[Collection entries]
######
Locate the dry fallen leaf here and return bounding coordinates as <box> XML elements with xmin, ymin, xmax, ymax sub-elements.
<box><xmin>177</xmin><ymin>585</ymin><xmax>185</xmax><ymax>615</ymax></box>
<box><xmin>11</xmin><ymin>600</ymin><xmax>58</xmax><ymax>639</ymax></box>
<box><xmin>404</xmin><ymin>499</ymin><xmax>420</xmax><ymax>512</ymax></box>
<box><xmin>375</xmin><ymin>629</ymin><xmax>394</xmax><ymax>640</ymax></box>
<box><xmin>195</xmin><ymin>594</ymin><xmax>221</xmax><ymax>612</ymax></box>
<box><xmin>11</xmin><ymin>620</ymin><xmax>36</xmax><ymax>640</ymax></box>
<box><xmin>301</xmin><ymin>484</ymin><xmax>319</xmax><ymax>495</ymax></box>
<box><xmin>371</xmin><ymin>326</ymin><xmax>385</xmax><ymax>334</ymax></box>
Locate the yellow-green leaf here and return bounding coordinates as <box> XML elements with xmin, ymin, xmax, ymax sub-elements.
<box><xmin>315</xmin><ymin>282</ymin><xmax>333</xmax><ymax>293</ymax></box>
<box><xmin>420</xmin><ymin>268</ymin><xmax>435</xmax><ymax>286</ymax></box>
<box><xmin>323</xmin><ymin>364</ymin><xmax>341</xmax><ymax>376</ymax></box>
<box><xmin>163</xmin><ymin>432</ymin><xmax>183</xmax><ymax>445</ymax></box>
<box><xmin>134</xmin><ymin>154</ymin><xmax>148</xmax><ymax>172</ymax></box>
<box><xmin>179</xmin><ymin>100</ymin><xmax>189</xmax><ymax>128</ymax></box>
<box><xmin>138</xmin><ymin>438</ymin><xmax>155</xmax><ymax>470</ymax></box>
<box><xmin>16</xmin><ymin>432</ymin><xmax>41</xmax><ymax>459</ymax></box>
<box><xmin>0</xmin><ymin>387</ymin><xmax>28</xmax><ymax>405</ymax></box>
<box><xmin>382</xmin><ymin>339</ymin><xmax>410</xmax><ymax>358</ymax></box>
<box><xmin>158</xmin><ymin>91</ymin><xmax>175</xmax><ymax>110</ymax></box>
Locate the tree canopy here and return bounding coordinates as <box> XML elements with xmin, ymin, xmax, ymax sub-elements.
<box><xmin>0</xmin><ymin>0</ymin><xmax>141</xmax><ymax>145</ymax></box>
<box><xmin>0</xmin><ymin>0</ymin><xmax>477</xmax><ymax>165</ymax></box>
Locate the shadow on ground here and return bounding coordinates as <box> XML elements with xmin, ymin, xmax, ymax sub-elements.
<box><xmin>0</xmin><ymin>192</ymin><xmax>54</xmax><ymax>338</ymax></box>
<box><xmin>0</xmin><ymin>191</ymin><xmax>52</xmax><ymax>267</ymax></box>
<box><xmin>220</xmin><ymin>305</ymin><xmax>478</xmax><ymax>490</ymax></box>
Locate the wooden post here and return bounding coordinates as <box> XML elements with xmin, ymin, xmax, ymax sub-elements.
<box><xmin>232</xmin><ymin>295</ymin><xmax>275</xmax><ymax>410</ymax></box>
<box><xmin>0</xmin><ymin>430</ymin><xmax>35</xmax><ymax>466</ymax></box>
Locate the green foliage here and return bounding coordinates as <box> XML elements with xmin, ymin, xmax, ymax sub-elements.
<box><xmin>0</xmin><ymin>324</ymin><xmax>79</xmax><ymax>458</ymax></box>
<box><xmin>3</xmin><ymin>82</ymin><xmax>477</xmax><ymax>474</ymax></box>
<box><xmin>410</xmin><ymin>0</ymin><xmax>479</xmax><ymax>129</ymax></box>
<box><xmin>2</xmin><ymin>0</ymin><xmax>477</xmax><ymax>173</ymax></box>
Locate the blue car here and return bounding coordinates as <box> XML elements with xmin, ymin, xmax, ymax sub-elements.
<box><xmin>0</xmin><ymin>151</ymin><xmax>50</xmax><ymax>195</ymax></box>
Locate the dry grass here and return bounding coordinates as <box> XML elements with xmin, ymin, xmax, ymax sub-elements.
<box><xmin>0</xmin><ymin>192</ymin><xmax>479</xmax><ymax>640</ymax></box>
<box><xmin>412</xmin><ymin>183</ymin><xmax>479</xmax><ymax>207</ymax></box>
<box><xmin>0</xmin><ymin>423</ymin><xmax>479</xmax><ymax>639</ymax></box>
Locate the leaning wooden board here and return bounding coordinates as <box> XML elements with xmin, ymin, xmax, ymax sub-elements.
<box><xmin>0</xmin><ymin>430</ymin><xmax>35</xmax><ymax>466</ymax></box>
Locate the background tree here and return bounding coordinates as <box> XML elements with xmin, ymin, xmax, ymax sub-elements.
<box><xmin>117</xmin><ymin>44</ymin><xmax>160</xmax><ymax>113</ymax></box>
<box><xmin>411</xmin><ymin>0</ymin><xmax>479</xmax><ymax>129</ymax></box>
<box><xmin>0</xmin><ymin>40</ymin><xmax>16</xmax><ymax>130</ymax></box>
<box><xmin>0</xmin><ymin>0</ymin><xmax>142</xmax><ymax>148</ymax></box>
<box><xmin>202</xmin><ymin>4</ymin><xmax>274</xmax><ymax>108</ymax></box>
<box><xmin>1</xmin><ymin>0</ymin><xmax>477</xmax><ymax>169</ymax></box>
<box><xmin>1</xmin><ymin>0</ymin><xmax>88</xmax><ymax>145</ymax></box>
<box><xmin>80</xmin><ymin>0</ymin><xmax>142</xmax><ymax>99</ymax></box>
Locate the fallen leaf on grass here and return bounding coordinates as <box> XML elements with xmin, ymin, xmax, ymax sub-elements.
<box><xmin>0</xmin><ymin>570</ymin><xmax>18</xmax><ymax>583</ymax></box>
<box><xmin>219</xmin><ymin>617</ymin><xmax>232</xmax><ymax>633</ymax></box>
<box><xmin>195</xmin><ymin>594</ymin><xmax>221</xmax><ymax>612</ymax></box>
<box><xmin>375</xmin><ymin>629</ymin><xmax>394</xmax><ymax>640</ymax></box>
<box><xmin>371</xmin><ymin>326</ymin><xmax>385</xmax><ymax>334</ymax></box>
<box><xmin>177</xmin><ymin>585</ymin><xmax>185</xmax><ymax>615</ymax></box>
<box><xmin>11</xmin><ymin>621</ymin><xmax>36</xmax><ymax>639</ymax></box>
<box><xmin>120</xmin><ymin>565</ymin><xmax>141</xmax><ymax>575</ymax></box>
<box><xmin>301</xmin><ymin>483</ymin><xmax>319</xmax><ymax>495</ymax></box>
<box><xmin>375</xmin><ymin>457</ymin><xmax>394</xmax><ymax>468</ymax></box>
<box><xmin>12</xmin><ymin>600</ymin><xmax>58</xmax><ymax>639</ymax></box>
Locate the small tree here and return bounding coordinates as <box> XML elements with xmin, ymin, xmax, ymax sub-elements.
######
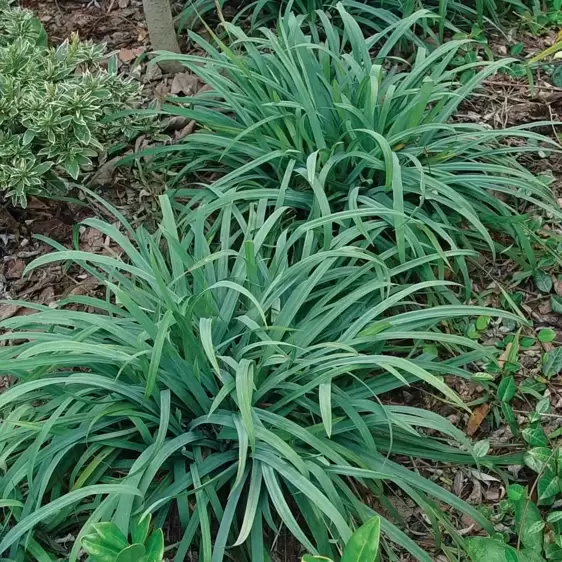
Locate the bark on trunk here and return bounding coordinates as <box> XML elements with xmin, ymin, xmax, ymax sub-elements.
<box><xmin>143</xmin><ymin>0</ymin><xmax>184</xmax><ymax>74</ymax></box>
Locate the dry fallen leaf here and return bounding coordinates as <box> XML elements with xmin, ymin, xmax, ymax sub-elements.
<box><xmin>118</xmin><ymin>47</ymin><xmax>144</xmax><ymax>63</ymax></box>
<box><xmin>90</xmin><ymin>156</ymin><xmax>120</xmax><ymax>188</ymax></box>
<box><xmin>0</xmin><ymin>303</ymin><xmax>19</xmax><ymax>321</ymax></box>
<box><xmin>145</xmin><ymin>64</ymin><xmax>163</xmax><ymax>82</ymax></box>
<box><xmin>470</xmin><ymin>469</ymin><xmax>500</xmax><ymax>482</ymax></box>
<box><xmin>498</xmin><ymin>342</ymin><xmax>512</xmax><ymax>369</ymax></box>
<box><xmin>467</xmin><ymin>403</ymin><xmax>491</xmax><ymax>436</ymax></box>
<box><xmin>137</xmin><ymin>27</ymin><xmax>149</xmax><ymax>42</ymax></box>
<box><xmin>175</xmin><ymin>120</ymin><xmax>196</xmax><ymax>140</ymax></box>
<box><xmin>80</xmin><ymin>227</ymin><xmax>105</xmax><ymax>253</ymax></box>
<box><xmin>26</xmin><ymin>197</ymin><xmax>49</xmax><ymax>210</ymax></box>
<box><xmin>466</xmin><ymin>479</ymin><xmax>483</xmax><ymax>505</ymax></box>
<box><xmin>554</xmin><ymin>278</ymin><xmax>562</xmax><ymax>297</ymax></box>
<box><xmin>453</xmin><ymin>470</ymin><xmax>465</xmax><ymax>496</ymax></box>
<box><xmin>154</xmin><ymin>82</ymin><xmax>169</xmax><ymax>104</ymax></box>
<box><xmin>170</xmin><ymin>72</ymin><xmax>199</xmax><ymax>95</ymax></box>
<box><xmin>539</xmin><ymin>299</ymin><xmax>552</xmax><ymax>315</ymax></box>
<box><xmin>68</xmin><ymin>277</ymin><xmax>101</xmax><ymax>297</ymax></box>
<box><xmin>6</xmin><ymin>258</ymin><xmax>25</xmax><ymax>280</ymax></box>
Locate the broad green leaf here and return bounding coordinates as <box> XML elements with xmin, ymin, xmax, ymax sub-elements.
######
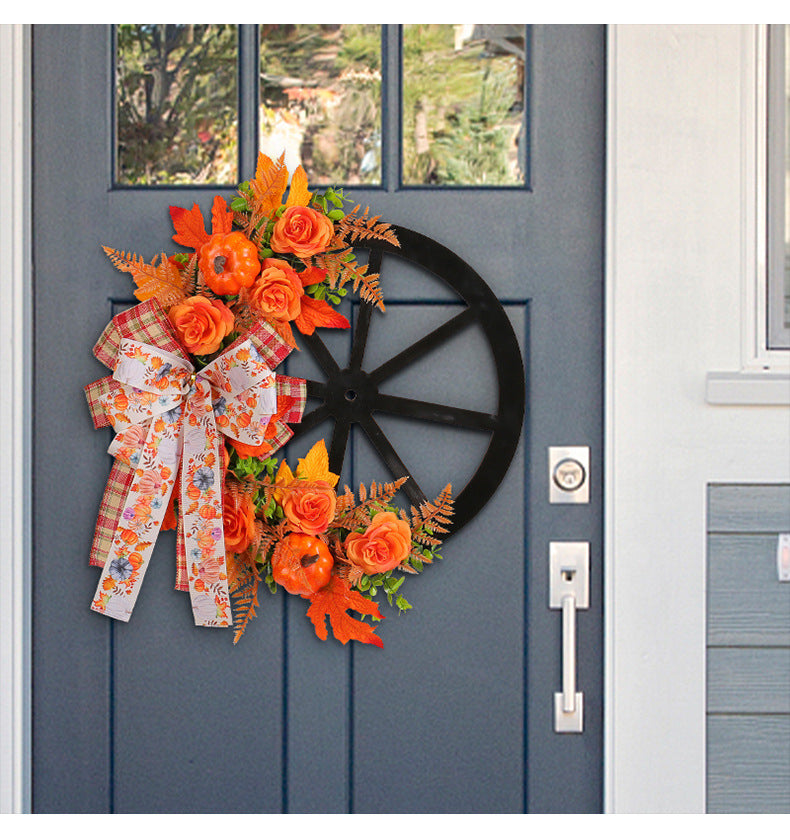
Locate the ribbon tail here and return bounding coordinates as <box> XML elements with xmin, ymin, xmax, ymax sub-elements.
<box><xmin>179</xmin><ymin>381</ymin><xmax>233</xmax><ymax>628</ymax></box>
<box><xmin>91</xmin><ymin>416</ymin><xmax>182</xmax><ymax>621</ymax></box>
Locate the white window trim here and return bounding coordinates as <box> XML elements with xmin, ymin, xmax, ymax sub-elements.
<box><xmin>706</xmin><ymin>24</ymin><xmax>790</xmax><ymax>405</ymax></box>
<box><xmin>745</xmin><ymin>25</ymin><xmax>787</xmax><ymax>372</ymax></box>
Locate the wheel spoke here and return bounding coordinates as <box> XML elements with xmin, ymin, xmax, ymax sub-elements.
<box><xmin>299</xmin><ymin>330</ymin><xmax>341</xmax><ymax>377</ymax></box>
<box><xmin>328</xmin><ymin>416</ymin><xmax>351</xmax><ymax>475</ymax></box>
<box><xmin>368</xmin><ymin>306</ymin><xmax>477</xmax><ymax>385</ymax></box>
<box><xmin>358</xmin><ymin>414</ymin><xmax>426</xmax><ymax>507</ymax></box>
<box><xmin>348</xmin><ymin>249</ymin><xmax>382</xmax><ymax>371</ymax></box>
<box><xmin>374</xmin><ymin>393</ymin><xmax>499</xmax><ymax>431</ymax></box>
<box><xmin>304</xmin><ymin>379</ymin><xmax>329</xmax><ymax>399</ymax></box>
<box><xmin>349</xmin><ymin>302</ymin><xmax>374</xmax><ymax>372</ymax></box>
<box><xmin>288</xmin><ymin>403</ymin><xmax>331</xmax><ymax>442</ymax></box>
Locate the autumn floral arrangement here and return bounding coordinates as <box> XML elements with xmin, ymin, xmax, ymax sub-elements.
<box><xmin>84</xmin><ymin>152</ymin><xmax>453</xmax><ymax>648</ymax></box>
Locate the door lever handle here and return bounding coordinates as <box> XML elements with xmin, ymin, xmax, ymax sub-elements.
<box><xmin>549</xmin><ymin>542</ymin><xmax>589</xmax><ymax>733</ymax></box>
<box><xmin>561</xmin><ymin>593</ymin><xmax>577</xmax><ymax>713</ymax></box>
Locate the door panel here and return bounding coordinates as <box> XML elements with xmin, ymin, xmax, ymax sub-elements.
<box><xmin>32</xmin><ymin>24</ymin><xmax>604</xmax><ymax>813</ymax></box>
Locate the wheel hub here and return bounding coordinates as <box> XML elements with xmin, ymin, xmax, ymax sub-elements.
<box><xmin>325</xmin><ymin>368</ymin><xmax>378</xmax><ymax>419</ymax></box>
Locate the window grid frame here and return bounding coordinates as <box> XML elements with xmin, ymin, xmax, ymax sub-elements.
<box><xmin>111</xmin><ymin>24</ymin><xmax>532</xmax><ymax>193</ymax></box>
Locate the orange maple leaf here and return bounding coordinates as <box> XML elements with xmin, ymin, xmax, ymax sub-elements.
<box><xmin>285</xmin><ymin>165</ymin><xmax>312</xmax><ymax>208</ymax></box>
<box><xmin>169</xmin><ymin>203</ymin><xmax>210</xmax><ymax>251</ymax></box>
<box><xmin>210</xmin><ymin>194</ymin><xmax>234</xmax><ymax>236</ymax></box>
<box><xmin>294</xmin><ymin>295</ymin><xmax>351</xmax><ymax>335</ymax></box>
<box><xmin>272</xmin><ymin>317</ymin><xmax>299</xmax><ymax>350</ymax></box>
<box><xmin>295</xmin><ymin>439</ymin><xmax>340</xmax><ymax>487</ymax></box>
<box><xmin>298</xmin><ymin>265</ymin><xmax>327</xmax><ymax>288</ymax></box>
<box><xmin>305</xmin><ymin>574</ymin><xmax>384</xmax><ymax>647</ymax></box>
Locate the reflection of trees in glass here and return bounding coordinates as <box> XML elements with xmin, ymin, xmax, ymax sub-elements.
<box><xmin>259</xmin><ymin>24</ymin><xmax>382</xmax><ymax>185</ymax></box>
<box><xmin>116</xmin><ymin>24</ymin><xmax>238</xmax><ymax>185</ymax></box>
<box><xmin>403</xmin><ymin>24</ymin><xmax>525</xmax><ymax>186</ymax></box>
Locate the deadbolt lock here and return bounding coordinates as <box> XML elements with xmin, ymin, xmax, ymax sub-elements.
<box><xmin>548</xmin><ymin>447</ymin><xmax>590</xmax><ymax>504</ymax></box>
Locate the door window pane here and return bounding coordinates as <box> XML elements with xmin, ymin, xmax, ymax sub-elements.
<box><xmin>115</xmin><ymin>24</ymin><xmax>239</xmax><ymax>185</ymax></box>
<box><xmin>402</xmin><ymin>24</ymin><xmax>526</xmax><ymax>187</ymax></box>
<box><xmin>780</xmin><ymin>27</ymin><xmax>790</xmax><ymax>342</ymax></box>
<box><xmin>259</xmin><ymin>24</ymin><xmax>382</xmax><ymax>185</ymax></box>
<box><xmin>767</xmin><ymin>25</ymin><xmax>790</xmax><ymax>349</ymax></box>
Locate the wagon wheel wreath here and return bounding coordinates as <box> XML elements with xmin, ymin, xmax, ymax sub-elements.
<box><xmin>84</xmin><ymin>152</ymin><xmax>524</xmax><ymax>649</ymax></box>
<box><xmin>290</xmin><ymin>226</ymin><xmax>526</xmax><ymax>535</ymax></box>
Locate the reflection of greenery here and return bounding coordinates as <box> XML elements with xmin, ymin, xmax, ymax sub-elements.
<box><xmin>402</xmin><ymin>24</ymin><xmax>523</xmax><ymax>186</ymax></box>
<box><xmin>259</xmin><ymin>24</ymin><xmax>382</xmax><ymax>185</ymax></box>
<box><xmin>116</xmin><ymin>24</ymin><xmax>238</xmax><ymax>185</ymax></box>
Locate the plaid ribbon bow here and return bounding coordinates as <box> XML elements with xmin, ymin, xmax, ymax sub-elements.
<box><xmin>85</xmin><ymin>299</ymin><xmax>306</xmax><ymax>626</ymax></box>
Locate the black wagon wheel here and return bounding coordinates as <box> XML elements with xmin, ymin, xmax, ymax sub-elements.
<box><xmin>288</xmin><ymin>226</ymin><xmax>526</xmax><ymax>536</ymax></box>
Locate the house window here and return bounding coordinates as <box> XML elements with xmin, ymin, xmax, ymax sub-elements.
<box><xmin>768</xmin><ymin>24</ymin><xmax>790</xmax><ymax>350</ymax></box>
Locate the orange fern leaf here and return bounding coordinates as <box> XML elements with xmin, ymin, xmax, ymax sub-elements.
######
> [What you have to do]
Output the lines of the records above exactly as they appear, from the line containing "Locate the black" through the line containing "Locate the orange fern".

> [Result for this task]
Locate the black wagon wheel here and return bounding coordinates as <box> XML elements with xmin, ymin, xmax, ymax sub-elements.
<box><xmin>288</xmin><ymin>226</ymin><xmax>526</xmax><ymax>536</ymax></box>
Locate the house window here and return bounding coordinates as <box> XML elements with xmin, ymin, xmax, ymax sub-elements.
<box><xmin>768</xmin><ymin>24</ymin><xmax>790</xmax><ymax>350</ymax></box>
Locate the orange fern leaf here and return bounding coordinates as <box> XML elements with xmin, ymin, xmax, ymax sub-elements.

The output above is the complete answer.